As described above, changeover switch 12 changes loop antenna gain by changing the shape of the loop antenna, thereby switching communication distance between two modes. Thus, non-contact IC card 3 of the fourth embodiment can be used in a long-distance non-contact IC card system such as an entry and exit system and in a non-contact IC card system, such as a financial system, which requires communication over a short distance for high security. When used at a short distance, this IC card 3 does not permit readout from a great distance.
FIG. 8 illustrates a connecting method utilizing contact between the fixed conductor and the movable conductor.
In FIG. 8, fixed conductor 5′ and movable conductor 5″ of loop antenna 5 have metallic conductor terminals 15 a, 15 b at their respective contact parts. Fixed conductor 5′ and movable conductor 5″ are connected to each other by physical contact between conductor terminal 15 a of fixed conductor 5′ and conductor terminal 15 b of movable conductor 5″, thereby forming loop antenna 5.
FIG. 9 illustrates a connecting method utilizing inductive coupling between the fixed conductor and the movable conductor.
In FIG. 9, fixed conductor 5′ and movable conductor 5″ of loop antenna 5 are coupled to each other at a high frequency by inductive coupling (electromagnetic coupling), thereby forming loop antenna 5.
FIGS. 10A and 10B are schematic plan views illustrating a loop antenna and a changeover switch of a non-contact IC card in accordance with the fifth exemplary embodiment.
In FIGS. 10A and 10B, non-contact IC card 3, IC chip 4 and loop antenna 5 are similar to those in FIG. 2, so that they have the same reference marks, and the descriptions of these elements are omitted.
........
Given request 1
Which figures does the IC card text refer to?
Given request 2
In the IC card text, swap "communication distance" for "read range" and give everything from "As described above, changeover" down to "a great distance.".
The lines that follow are separate material, unrelated to the IC card text.

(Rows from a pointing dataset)
........
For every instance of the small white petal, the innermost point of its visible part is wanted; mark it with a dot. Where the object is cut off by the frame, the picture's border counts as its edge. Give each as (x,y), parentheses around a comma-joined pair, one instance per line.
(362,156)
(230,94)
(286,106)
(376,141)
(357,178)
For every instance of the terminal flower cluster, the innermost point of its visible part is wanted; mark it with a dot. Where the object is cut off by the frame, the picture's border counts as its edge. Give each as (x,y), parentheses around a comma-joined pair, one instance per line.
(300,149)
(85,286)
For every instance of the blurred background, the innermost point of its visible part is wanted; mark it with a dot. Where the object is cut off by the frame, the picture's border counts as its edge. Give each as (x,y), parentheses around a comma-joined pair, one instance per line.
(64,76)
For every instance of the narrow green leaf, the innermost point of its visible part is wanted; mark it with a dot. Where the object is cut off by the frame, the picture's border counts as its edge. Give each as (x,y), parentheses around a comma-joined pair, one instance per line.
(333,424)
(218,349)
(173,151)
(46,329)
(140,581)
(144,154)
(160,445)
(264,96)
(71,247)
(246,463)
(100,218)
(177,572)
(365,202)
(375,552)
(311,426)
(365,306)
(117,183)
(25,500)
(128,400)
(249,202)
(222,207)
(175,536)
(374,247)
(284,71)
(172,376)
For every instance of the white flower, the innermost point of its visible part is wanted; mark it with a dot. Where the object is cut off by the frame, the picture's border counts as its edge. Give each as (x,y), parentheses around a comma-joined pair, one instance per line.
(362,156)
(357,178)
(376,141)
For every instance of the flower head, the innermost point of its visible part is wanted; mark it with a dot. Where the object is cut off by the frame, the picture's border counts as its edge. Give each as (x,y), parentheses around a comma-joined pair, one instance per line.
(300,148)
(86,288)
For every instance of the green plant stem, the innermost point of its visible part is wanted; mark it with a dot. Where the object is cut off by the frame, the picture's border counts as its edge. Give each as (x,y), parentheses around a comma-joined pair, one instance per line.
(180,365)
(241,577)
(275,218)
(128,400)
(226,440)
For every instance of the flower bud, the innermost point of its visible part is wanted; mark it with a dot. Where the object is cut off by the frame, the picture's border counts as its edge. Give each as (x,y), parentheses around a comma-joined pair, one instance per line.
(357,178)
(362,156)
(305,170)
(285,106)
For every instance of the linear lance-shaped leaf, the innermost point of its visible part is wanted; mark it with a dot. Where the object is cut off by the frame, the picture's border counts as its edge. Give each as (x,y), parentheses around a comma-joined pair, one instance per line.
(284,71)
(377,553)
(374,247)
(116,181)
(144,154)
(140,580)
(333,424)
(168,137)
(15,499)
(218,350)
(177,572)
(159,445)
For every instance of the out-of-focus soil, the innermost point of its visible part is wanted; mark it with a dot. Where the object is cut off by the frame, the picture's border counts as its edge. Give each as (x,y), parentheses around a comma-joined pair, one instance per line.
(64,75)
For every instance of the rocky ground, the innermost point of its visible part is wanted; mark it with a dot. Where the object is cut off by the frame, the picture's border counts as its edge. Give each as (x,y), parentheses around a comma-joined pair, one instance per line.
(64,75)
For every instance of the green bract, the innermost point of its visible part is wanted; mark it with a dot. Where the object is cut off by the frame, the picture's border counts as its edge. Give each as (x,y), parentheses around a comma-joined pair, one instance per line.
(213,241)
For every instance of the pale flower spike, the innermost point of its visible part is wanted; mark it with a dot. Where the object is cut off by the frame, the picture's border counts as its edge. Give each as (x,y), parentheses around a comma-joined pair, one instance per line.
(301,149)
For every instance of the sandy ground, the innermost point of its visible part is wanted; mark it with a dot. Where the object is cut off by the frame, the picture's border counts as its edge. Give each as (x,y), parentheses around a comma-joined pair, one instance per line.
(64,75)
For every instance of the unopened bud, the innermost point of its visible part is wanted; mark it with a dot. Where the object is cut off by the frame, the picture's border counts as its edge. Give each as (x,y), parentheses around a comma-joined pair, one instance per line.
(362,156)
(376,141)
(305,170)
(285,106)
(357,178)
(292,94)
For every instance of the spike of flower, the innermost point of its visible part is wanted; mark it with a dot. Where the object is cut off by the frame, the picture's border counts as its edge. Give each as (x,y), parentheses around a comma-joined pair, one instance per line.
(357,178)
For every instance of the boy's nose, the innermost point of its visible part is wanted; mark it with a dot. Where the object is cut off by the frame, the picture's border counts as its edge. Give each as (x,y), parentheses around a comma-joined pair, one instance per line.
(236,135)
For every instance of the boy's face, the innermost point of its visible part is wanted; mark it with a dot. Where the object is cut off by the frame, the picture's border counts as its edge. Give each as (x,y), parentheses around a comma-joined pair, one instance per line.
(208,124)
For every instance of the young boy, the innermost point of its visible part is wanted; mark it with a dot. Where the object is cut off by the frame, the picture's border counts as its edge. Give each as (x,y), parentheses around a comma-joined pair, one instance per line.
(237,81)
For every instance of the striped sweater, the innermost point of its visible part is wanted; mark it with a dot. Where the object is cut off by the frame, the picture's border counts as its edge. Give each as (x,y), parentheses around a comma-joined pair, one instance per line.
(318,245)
........
Task answer 1
FIG. 8, FIG. 9, FIG. 10A, FIG. 10B, FIG. 2

Task answer 2
As described above, changeover switch 12 changes loop antenna gain by changing the shape of the loop antenna, thereby switching read range between two modes. Thus, non-contact IC card 3 of the fourth embodiment can be used in a long-distance non-contact IC card system such as an entry and exit system and in a non-contact IC card system, such as a financial system, which requires communication over a short distance for high security. When used at a short distance, this IC card 3 does not permit readout from a great distance.